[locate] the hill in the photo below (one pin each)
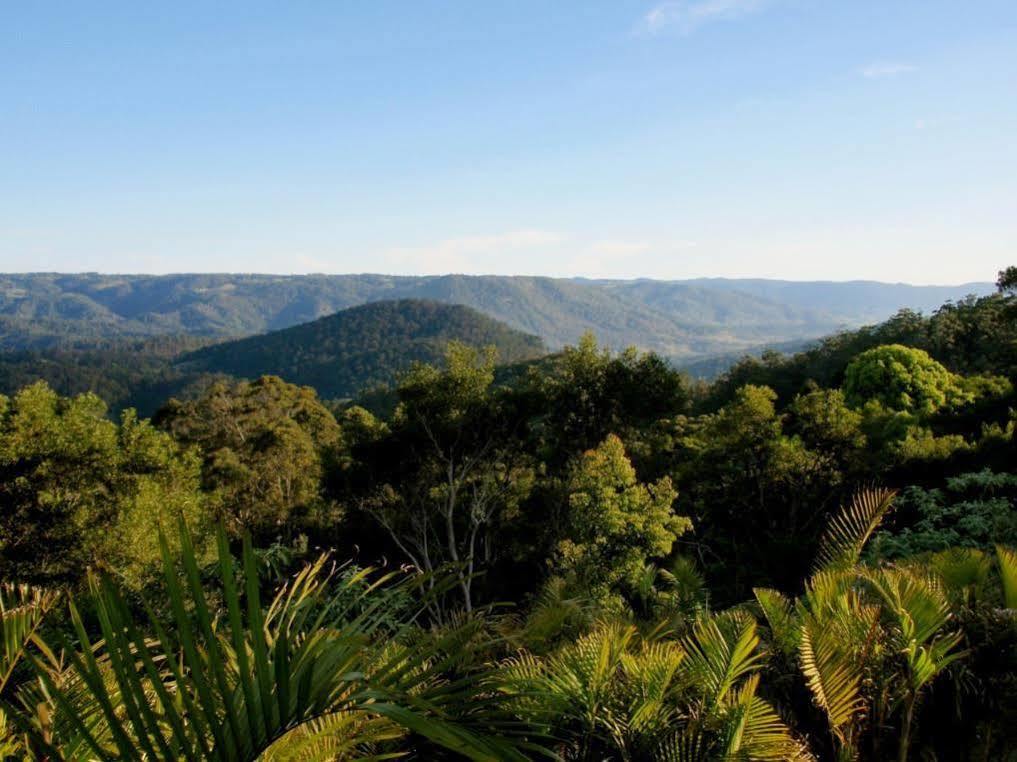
(678, 319)
(357, 348)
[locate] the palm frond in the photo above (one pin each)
(785, 629)
(833, 677)
(1007, 560)
(721, 650)
(848, 532)
(755, 730)
(200, 689)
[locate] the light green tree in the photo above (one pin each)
(615, 523)
(902, 378)
(77, 489)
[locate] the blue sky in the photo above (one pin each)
(786, 138)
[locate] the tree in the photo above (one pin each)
(1006, 283)
(614, 523)
(901, 378)
(303, 678)
(450, 473)
(77, 489)
(588, 393)
(265, 446)
(757, 495)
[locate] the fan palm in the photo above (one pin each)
(301, 670)
(22, 610)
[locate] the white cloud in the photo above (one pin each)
(688, 15)
(883, 69)
(479, 253)
(618, 248)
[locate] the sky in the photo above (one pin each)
(775, 138)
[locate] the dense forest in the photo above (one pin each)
(342, 355)
(587, 558)
(679, 319)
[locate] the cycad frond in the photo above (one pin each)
(22, 609)
(204, 690)
(1007, 560)
(834, 679)
(785, 629)
(848, 532)
(755, 730)
(721, 650)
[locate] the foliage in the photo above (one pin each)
(266, 446)
(78, 490)
(265, 678)
(900, 377)
(973, 510)
(614, 524)
(342, 354)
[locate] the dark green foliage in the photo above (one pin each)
(137, 373)
(974, 510)
(676, 319)
(361, 347)
(78, 490)
(553, 589)
(973, 336)
(267, 447)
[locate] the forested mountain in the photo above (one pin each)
(357, 348)
(850, 301)
(813, 558)
(677, 319)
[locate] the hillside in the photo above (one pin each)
(678, 319)
(360, 347)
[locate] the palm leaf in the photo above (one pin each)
(833, 677)
(201, 691)
(1007, 560)
(849, 531)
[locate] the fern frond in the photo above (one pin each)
(848, 532)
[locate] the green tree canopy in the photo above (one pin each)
(615, 523)
(901, 378)
(266, 446)
(77, 489)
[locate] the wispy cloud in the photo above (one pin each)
(684, 16)
(478, 253)
(883, 69)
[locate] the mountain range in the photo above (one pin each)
(683, 320)
(361, 347)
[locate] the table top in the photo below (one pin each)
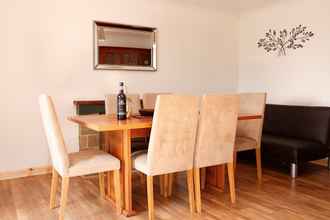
(111, 123)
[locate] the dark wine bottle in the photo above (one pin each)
(121, 103)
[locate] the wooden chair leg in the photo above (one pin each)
(198, 197)
(101, 185)
(142, 178)
(234, 159)
(150, 192)
(190, 183)
(231, 179)
(53, 189)
(64, 196)
(203, 178)
(258, 161)
(166, 185)
(170, 184)
(117, 187)
(161, 185)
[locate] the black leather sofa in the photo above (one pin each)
(293, 135)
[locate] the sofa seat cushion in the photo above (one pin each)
(290, 149)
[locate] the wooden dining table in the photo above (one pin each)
(118, 134)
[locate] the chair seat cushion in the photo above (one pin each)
(290, 149)
(244, 143)
(91, 161)
(139, 161)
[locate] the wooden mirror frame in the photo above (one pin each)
(153, 58)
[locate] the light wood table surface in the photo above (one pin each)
(118, 143)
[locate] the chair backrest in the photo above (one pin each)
(133, 103)
(56, 144)
(149, 99)
(173, 134)
(251, 103)
(216, 130)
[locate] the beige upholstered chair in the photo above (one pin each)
(172, 143)
(149, 99)
(216, 138)
(166, 181)
(249, 131)
(133, 100)
(74, 164)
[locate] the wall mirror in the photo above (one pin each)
(124, 47)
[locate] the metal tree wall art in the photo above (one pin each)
(284, 40)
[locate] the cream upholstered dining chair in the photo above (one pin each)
(133, 100)
(166, 181)
(74, 164)
(216, 138)
(172, 143)
(249, 131)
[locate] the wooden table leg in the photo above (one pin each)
(119, 145)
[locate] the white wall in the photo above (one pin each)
(303, 76)
(46, 46)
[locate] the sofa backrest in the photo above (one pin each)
(305, 122)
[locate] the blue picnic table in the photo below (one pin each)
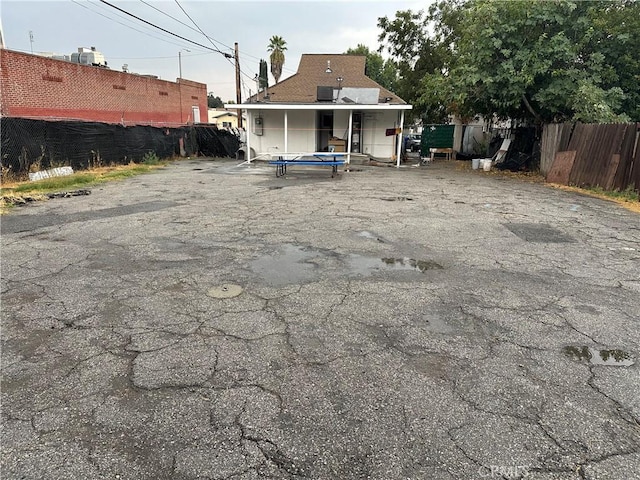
(322, 159)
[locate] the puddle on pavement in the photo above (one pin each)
(615, 357)
(362, 265)
(293, 264)
(370, 236)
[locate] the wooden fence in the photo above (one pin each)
(604, 155)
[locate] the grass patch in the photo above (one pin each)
(36, 190)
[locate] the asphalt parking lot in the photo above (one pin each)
(209, 321)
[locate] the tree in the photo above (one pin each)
(534, 60)
(214, 102)
(277, 47)
(263, 77)
(383, 72)
(415, 55)
(525, 59)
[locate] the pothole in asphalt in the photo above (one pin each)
(615, 357)
(362, 265)
(226, 290)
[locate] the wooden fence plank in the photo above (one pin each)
(561, 168)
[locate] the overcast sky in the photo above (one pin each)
(62, 26)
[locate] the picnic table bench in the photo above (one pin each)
(317, 159)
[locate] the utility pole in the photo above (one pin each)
(238, 92)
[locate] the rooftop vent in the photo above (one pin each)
(325, 94)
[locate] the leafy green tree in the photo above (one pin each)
(527, 59)
(382, 71)
(615, 33)
(277, 47)
(214, 102)
(415, 54)
(533, 60)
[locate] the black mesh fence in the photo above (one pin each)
(31, 145)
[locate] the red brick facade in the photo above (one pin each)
(43, 88)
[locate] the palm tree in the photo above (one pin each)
(276, 46)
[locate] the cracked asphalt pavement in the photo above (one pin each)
(211, 321)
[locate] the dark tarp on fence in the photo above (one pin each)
(83, 145)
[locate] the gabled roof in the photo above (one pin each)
(302, 88)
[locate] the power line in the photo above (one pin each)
(227, 55)
(196, 25)
(125, 25)
(212, 40)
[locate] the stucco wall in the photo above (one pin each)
(302, 131)
(44, 88)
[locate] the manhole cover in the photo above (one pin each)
(227, 290)
(538, 233)
(397, 199)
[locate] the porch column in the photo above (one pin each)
(248, 135)
(399, 147)
(286, 131)
(349, 136)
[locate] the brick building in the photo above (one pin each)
(43, 88)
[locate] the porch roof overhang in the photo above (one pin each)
(317, 106)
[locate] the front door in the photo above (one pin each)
(324, 129)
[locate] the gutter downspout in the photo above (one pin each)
(286, 130)
(248, 134)
(350, 136)
(399, 149)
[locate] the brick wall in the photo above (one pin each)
(39, 87)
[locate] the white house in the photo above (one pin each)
(329, 104)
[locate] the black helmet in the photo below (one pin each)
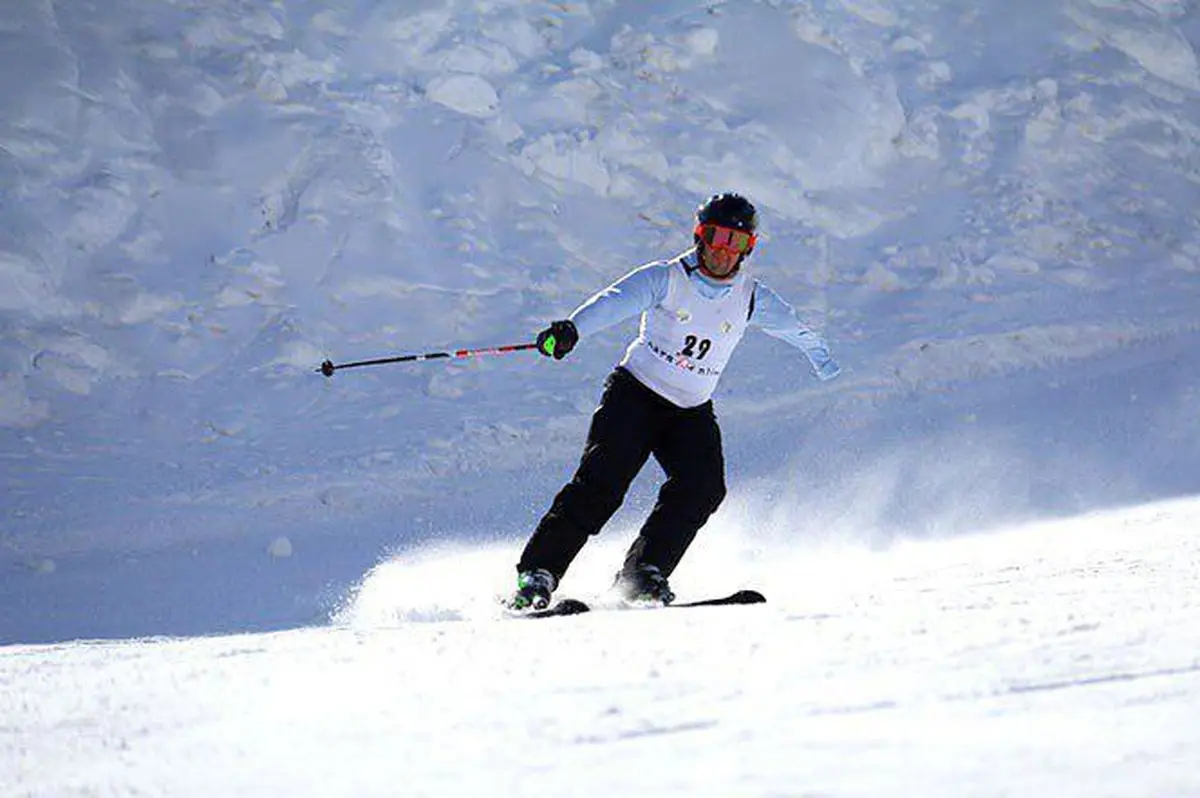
(729, 210)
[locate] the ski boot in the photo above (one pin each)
(643, 585)
(533, 589)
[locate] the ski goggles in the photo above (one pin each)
(725, 238)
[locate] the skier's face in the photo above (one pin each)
(719, 263)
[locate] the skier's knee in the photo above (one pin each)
(713, 496)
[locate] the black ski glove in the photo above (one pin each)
(558, 339)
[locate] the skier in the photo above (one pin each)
(695, 309)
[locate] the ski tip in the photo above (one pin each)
(564, 607)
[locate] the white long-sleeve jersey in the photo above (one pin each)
(691, 324)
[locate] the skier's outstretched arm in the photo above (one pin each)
(636, 292)
(633, 294)
(777, 318)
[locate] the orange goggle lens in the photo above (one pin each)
(725, 238)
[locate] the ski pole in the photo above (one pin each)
(329, 366)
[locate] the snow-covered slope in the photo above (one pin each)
(1043, 661)
(990, 210)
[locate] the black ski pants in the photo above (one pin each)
(631, 424)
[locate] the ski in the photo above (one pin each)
(574, 606)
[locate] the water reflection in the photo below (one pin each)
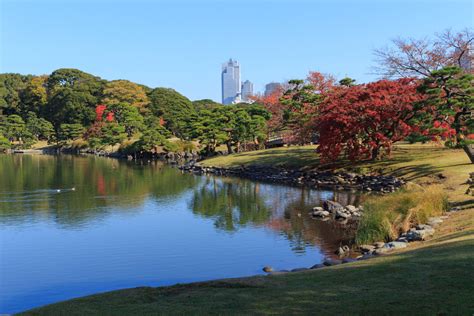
(37, 186)
(129, 224)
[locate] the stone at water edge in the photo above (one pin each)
(351, 208)
(434, 221)
(332, 206)
(299, 269)
(341, 214)
(395, 245)
(321, 214)
(379, 244)
(331, 262)
(317, 266)
(278, 272)
(366, 248)
(381, 251)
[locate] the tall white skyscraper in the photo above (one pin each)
(230, 82)
(247, 91)
(272, 86)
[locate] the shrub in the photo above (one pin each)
(385, 217)
(79, 144)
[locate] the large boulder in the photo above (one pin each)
(332, 206)
(331, 262)
(420, 233)
(366, 248)
(396, 245)
(321, 214)
(342, 215)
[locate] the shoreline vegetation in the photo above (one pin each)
(359, 128)
(395, 283)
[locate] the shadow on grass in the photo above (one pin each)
(433, 280)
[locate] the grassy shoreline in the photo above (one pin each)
(430, 277)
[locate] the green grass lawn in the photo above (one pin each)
(428, 278)
(432, 278)
(419, 163)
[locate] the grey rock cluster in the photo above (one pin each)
(317, 179)
(332, 209)
(418, 233)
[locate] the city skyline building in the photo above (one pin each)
(247, 91)
(271, 87)
(230, 81)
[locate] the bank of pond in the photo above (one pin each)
(78, 225)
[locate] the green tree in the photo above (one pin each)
(34, 96)
(14, 129)
(11, 86)
(4, 143)
(209, 129)
(124, 91)
(40, 128)
(128, 116)
(112, 134)
(70, 132)
(177, 110)
(73, 96)
(450, 98)
(151, 139)
(206, 104)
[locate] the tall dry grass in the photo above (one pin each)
(385, 217)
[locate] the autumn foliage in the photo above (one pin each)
(364, 121)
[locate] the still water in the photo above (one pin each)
(72, 226)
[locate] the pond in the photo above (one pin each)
(72, 226)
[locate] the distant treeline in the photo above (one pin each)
(70, 104)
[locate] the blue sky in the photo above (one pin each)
(182, 44)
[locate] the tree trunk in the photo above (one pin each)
(229, 148)
(469, 149)
(375, 152)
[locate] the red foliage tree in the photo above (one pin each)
(99, 112)
(363, 121)
(272, 103)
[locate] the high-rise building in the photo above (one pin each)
(247, 91)
(272, 86)
(230, 82)
(467, 59)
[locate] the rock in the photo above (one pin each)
(321, 214)
(380, 251)
(379, 244)
(366, 248)
(420, 234)
(278, 272)
(396, 245)
(402, 239)
(434, 221)
(423, 227)
(351, 208)
(318, 266)
(332, 206)
(340, 251)
(299, 269)
(365, 256)
(331, 262)
(341, 215)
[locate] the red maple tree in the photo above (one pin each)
(364, 121)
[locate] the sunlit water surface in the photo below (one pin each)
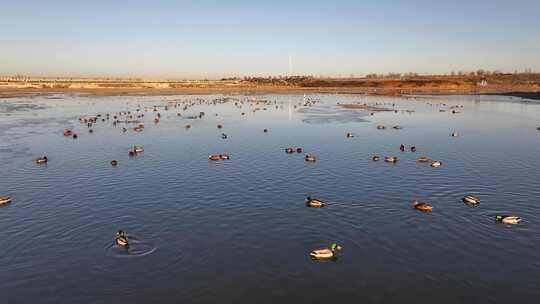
(238, 231)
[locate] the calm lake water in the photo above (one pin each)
(238, 231)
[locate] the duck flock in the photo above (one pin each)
(132, 121)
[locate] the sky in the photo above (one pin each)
(214, 39)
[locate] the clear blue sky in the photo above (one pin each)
(209, 39)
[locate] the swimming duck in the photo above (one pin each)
(121, 239)
(325, 253)
(422, 206)
(510, 220)
(471, 200)
(311, 158)
(313, 202)
(423, 159)
(390, 159)
(436, 164)
(41, 160)
(5, 200)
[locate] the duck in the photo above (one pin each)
(506, 219)
(471, 200)
(422, 206)
(436, 164)
(42, 160)
(313, 202)
(5, 200)
(423, 159)
(310, 158)
(326, 253)
(121, 239)
(390, 159)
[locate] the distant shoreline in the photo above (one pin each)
(515, 85)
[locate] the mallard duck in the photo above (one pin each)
(436, 164)
(423, 159)
(422, 206)
(5, 200)
(471, 200)
(325, 253)
(310, 158)
(506, 219)
(41, 160)
(313, 202)
(390, 159)
(121, 239)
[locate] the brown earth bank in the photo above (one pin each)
(519, 85)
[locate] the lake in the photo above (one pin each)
(238, 230)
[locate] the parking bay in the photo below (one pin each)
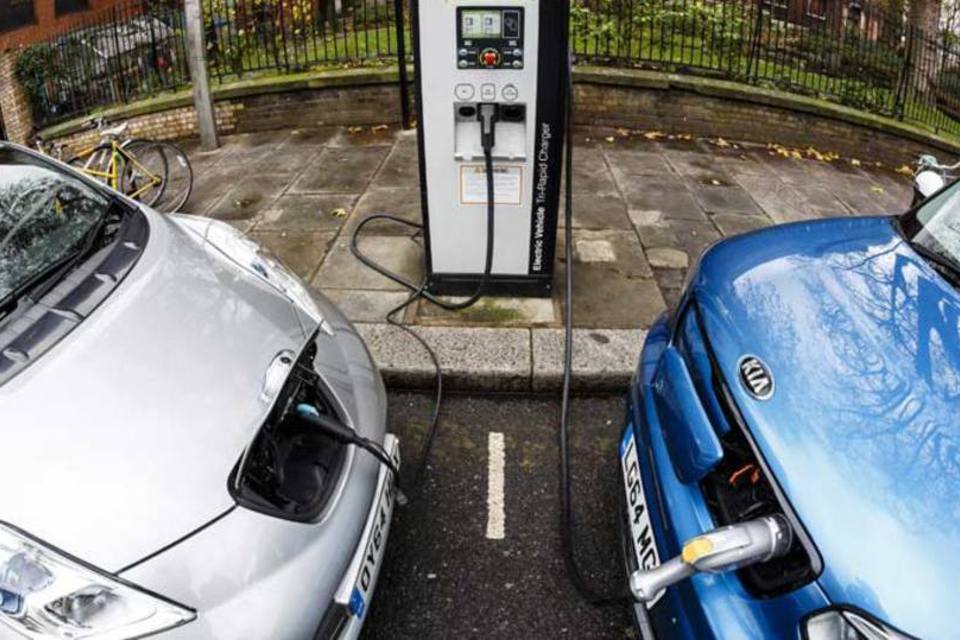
(476, 553)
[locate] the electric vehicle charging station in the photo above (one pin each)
(490, 74)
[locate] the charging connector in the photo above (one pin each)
(340, 432)
(487, 114)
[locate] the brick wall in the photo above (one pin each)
(48, 23)
(676, 111)
(670, 111)
(14, 108)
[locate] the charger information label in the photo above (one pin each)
(507, 184)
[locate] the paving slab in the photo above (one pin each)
(341, 170)
(628, 163)
(372, 136)
(591, 175)
(403, 202)
(724, 199)
(779, 200)
(695, 164)
(667, 195)
(492, 312)
(731, 224)
(342, 270)
(360, 305)
(310, 137)
(471, 358)
(307, 212)
(605, 297)
(210, 186)
(301, 251)
(598, 211)
(286, 161)
(248, 198)
(603, 359)
(401, 168)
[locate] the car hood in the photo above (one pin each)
(862, 431)
(120, 440)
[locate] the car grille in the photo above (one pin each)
(740, 487)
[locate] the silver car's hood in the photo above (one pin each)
(120, 439)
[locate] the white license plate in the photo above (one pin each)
(356, 590)
(638, 513)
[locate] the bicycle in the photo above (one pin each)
(158, 174)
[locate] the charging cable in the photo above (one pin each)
(487, 115)
(567, 524)
(340, 432)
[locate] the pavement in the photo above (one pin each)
(645, 206)
(444, 576)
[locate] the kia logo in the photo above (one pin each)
(755, 377)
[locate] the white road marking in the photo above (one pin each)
(496, 516)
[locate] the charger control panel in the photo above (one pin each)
(490, 37)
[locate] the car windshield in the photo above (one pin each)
(45, 214)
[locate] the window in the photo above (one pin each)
(64, 7)
(817, 9)
(15, 14)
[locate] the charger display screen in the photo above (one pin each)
(481, 23)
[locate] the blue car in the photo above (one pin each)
(810, 376)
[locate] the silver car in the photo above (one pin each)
(163, 472)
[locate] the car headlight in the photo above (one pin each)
(46, 594)
(845, 624)
(259, 261)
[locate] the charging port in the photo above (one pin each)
(513, 113)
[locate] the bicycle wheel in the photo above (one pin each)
(144, 174)
(179, 179)
(95, 163)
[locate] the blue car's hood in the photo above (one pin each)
(863, 430)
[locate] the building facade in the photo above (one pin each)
(26, 21)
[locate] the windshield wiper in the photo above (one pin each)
(943, 264)
(41, 282)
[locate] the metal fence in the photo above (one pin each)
(133, 51)
(839, 50)
(251, 36)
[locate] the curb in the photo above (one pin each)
(516, 359)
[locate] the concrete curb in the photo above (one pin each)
(486, 359)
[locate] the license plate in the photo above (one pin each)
(641, 531)
(356, 590)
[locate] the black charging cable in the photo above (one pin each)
(340, 432)
(593, 596)
(487, 115)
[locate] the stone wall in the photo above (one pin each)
(678, 111)
(652, 105)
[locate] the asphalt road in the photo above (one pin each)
(444, 577)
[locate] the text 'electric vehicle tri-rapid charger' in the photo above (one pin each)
(493, 93)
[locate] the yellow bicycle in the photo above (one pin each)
(136, 168)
=-=-=
### TASK TO COMPLETE:
This task calls for an exact reproduction of the lines that start at the one containing "[locate] the windshield" and continue to the end of the entries above.

### FINISHED TASK:
[locate] the windshield wiper in the photo above (one pin each)
(943, 264)
(41, 282)
[locate] the metal fence in the photo above (one pin each)
(133, 51)
(839, 50)
(251, 36)
[locate] the curb in the photo above (one pin each)
(516, 359)
[locate] the concrete curb in the photo above (one pin each)
(486, 359)
[locate] the license plate in the photo above (one pin each)
(641, 531)
(356, 590)
[locate] the black charging cable in the photo above (one pin each)
(340, 432)
(593, 596)
(487, 115)
[locate] the stone wall in the photo above (one pin each)
(678, 111)
(652, 105)
[locate] the asphalt road in the photo above (one pin each)
(444, 577)
[locate] the text 'electric vehicle tri-rapid charger' in the photo above (one pin each)
(493, 93)
[locate] the yellow bicycle in the photo above (one pin each)
(136, 168)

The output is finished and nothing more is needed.